------ Extrait fourni ------

Du vent dans les branches de sassafras

Dossier : Arts, Lettres et SciencesMagazine N°559 Novembre 2000Par : René de ObaldiaRédacteur : Philippe OBLIN (46)

Il est doux de médire du ciné­ma amé­ri­cain et plus encore de trou­ver, tout cuits, des ali­ments propres à rafraî­chir cette médi­sance. Ces consi­dé­ra­tions expliquent sans doute, au moins en par­tie, le suc­cès obte­nu par la reprise récente d’une déso­pi­lante pièce de Obal­dia, Du vent dans les branches de sas­sa­fras, d’abord au Théâtre du Rane­lagh puis, pour les der­nières repré­sen­ta­tions, au Petit Théâtre de Paris.

Le sas­sa­fras est une façon de lau­rier d’Amérique du Nord, uti­li­sé là-bas non pas pour cou­ron­ner des vain­queurs de jeux lit­té­raires, mais plus pro­saï­que­ment pour ses ver­tus aro­ma­tiques. Peu importe d’ailleurs, et la pièce de Obal­dia nous pré­sente, à la manière d’un wes­tern foi­reux, avec méchants Indiens et putain au grand coeur, les tri­bu­la­tions d’un fer­mier beso­gneux du Middle West, nom­mé Rocke­fel­ler par anti­no­mie, doté d’une épouse voyante à ses heures, d’un fils et d’une fille légi­times et endia­blés, d’un ami méde­cin et alcoo­lique, d’un pas­sé impur qui res­sur­git au pire moment, assié­gé en sa ferme par les Indiens, tout ce monde sau­vé in extre­mis des tor­tures les plus atroces par l’arrivée d’un shé­rif à la géné­ro­si­té ombrageuse.

------

> [Court exercice 1] Recopiez, dans l'extrait fourni, tout ce qui va de « Du vent dans les branches de sassafras » jusqu'à « Philippe OBLIN (46) ».

------ Données fournies ------

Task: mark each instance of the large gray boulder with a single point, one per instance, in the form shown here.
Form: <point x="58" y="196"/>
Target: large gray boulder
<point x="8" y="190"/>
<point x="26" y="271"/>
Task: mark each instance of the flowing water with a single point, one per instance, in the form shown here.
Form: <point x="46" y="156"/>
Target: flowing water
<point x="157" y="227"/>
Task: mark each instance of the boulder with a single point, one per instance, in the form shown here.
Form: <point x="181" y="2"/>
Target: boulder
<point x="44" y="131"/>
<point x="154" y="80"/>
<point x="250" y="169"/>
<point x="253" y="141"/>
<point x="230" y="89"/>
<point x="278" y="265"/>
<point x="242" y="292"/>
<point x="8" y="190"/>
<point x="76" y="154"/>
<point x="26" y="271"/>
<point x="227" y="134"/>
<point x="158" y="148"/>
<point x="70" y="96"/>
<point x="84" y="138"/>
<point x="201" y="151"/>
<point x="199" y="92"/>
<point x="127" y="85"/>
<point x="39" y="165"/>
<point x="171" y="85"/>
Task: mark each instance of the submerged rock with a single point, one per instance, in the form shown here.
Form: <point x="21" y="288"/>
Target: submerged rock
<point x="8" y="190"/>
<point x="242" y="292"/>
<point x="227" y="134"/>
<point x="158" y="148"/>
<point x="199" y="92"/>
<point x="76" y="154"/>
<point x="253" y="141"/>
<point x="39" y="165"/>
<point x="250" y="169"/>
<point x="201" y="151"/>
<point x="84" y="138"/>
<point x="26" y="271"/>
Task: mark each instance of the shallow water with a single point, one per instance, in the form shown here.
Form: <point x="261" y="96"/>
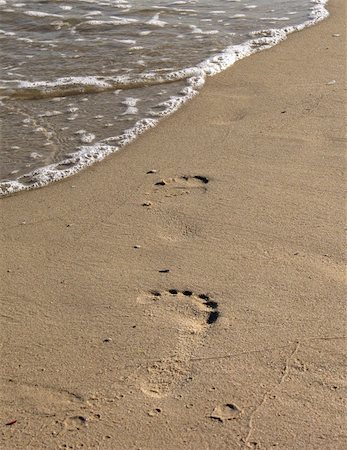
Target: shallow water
<point x="82" y="78"/>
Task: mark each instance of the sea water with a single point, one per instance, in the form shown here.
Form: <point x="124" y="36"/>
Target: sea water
<point x="82" y="78"/>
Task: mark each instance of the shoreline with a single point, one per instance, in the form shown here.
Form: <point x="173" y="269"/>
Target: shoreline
<point x="191" y="314"/>
<point x="89" y="155"/>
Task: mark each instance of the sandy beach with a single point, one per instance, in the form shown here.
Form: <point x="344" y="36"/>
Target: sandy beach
<point x="188" y="292"/>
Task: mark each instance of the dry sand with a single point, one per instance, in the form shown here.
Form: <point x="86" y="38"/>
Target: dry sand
<point x="97" y="353"/>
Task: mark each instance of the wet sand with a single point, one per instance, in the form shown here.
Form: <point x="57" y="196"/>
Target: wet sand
<point x="201" y="305"/>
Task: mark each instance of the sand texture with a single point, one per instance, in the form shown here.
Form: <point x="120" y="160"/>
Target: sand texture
<point x="200" y="305"/>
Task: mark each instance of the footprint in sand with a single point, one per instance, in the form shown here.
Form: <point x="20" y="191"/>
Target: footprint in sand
<point x="181" y="185"/>
<point x="184" y="318"/>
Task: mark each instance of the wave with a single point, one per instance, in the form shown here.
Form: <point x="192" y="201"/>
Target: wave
<point x="194" y="77"/>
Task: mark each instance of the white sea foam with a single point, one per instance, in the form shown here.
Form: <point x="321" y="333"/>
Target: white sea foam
<point x="193" y="77"/>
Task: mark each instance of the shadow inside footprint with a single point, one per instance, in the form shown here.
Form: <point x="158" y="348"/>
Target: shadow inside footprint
<point x="184" y="317"/>
<point x="184" y="181"/>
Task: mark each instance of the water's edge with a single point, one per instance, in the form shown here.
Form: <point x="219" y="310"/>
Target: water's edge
<point x="195" y="79"/>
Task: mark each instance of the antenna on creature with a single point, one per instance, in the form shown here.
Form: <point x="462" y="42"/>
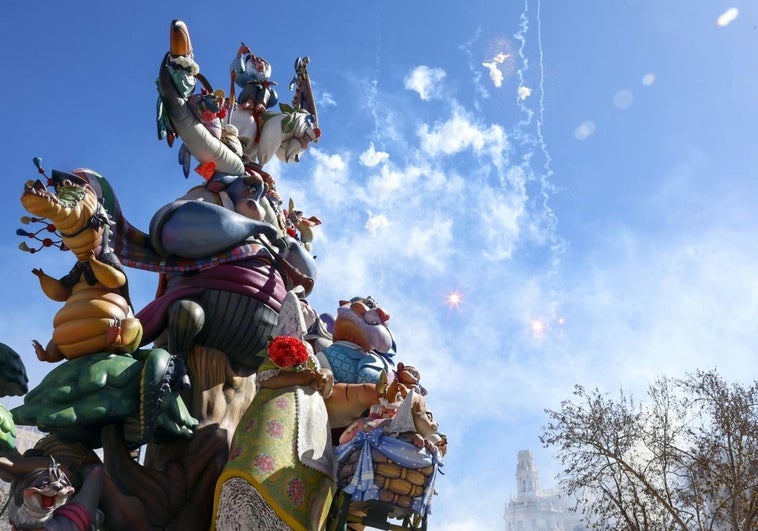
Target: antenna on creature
<point x="49" y="227"/>
<point x="38" y="163"/>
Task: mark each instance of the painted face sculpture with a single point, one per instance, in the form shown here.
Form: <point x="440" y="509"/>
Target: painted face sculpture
<point x="35" y="497"/>
<point x="362" y="342"/>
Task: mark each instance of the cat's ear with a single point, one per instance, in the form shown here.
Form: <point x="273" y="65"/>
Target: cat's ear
<point x="15" y="468"/>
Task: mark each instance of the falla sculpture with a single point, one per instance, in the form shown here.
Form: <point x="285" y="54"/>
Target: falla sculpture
<point x="227" y="401"/>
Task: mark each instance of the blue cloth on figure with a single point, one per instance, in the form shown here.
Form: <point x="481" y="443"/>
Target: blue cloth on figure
<point x="351" y="364"/>
<point x="362" y="487"/>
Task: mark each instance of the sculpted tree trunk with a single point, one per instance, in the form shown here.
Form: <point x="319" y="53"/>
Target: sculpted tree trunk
<point x="685" y="459"/>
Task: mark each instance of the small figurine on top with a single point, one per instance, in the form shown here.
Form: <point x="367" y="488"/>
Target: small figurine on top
<point x="253" y="75"/>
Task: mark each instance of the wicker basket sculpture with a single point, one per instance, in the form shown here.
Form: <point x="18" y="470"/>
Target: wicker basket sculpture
<point x="397" y="485"/>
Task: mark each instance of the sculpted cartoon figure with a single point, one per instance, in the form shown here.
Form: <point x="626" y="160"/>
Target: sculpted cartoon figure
<point x="97" y="316"/>
<point x="42" y="497"/>
<point x="362" y="342"/>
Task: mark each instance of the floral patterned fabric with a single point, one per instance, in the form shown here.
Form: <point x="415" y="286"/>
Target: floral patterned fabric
<point x="264" y="452"/>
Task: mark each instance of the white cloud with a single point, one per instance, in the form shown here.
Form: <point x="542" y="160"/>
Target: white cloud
<point x="584" y="130"/>
<point x="376" y="222"/>
<point x="727" y="17"/>
<point x="496" y="75"/>
<point x="460" y="133"/>
<point x="426" y="81"/>
<point x="493" y="66"/>
<point x="371" y="157"/>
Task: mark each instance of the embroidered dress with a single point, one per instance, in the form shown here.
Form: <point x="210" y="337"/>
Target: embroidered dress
<point x="282" y="449"/>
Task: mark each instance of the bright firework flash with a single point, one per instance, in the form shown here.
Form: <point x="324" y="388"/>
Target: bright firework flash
<point x="454" y="299"/>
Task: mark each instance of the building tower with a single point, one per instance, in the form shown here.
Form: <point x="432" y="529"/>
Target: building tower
<point x="533" y="509"/>
<point x="527" y="477"/>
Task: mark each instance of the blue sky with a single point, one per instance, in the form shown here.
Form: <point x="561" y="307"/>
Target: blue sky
<point x="581" y="173"/>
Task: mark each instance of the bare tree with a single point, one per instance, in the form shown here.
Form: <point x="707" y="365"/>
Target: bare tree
<point x="686" y="459"/>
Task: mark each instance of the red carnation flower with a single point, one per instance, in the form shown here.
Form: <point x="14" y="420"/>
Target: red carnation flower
<point x="287" y="351"/>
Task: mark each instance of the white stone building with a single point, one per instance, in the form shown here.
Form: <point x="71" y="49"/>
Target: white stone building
<point x="533" y="509"/>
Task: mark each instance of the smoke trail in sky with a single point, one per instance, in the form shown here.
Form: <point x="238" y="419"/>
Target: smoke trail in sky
<point x="527" y="134"/>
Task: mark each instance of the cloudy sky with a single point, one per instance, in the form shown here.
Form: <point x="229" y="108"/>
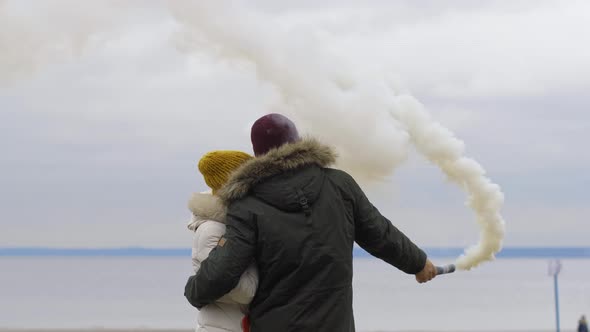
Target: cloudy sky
<point x="105" y="111"/>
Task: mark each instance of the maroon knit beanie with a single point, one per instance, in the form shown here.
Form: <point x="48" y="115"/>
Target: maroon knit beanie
<point x="272" y="131"/>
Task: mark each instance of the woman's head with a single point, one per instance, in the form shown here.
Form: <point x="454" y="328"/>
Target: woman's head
<point x="217" y="166"/>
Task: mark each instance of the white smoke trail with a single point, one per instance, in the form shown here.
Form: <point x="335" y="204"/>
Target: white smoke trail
<point x="440" y="146"/>
<point x="322" y="97"/>
<point x="355" y="109"/>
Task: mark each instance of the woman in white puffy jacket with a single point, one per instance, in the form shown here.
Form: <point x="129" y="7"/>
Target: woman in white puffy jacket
<point x="208" y="225"/>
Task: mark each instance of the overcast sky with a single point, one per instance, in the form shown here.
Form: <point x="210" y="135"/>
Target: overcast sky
<point x="103" y="116"/>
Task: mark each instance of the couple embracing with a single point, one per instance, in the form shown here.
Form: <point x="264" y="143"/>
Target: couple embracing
<point x="274" y="238"/>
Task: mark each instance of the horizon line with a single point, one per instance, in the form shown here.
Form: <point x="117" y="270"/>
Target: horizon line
<point x="139" y="251"/>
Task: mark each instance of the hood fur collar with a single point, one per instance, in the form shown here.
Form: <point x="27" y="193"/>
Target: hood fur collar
<point x="205" y="206"/>
<point x="305" y="152"/>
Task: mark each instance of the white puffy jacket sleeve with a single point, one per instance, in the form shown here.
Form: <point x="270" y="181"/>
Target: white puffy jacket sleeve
<point x="206" y="238"/>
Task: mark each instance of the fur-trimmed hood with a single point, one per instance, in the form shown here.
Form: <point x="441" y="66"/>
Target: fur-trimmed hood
<point x="305" y="152"/>
<point x="205" y="206"/>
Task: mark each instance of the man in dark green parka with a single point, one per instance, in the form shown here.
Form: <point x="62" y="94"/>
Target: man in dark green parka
<point x="298" y="220"/>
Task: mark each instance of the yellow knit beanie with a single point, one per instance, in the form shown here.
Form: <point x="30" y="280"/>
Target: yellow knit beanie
<point x="216" y="166"/>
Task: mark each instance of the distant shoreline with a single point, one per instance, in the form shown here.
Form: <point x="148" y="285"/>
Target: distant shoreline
<point x="508" y="252"/>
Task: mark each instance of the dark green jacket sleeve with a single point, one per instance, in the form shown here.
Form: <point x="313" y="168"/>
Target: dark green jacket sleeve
<point x="377" y="235"/>
<point x="221" y="271"/>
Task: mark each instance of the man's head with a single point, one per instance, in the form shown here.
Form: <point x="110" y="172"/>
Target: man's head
<point x="272" y="131"/>
<point x="217" y="166"/>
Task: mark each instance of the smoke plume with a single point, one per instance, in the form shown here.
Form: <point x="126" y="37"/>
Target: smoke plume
<point x="354" y="107"/>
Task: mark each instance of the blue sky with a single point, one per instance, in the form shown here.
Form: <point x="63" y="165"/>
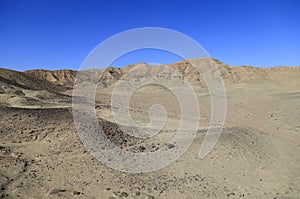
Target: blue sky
<point x="60" y="34"/>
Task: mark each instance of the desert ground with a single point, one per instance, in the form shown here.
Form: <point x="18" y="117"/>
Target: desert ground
<point x="257" y="155"/>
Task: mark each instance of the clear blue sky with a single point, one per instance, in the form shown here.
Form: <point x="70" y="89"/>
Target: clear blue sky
<point x="60" y="34"/>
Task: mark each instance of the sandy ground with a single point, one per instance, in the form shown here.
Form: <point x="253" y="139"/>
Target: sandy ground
<point x="257" y="155"/>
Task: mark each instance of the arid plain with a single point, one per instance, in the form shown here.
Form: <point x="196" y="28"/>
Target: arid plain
<point x="257" y="155"/>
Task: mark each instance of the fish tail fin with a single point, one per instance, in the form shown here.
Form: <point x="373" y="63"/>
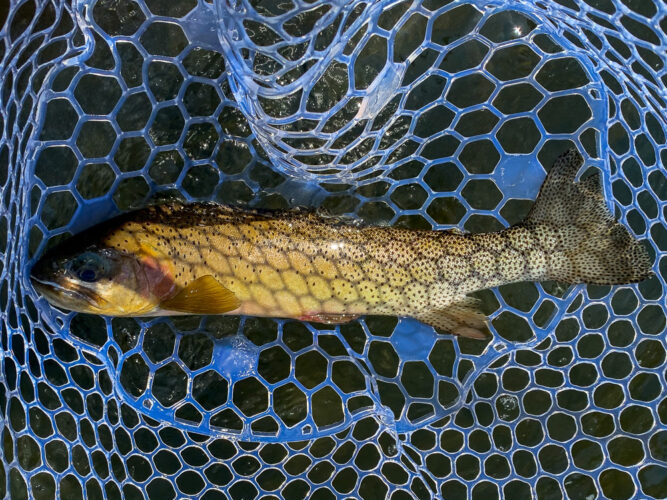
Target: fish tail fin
<point x="591" y="246"/>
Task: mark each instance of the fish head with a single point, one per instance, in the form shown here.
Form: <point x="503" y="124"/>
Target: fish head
<point x="98" y="280"/>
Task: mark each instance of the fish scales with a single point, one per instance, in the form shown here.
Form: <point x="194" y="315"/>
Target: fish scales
<point x="205" y="258"/>
<point x="341" y="266"/>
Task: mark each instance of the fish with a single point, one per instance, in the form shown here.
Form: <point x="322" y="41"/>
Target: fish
<point x="206" y="258"/>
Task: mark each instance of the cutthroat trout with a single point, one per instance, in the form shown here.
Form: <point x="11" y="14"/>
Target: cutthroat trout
<point x="204" y="258"/>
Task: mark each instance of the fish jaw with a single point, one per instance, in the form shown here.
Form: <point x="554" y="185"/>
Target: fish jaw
<point x="72" y="297"/>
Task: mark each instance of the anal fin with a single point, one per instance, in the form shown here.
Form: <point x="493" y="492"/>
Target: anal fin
<point x="204" y="295"/>
<point x="460" y="318"/>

------

> [Court exercice 2] Comptez les lignes des enregistrements où figure la chaîne « flowing », en respectant la casse, et donnez uniquement ce nombre.

> [Réponse attendue 1]
Du vent dans les branches de sassafras

Dossier : Arts, Lettres et SciencesMagazine N°559 Novembre 2000Par : René de ObaldiaRédacteur : Philippe OBLIN (46)

> [Réponse attendue 2] 2